Direction ▸ Show each line of the data below that contains the word "white", copying every such line in full.

Records provided ▸
○ ○ ○ ○
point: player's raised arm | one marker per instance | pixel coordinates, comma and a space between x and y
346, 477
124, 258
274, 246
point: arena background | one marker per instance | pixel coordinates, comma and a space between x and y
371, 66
○ ○ ○ ○
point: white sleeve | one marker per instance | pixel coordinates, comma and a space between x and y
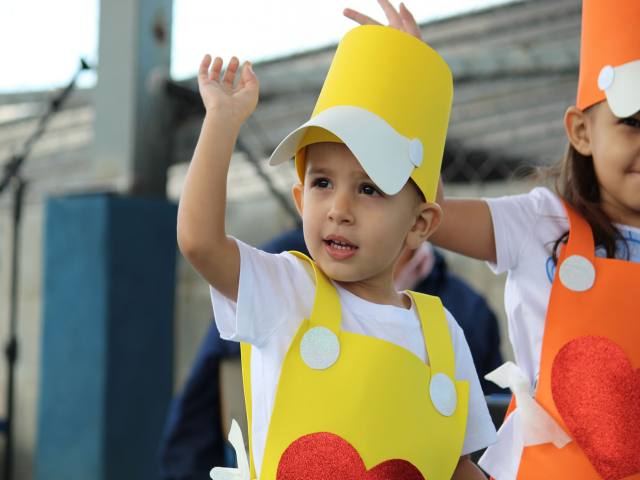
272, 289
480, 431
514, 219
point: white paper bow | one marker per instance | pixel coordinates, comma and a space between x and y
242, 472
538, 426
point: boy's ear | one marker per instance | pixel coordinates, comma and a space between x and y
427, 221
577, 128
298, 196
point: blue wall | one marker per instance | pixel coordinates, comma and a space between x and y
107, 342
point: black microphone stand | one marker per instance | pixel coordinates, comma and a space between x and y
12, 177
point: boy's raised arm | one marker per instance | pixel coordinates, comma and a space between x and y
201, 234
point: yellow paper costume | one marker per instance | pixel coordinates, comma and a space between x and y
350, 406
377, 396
○ ○ ○ ○
Solution for this problem ▸
point: white sleeve | one marker per instance | pixel coordinates, comma and a space between x and y
point: white paper bow | one marker per instance | pixel coordinates, comma and a space between x and y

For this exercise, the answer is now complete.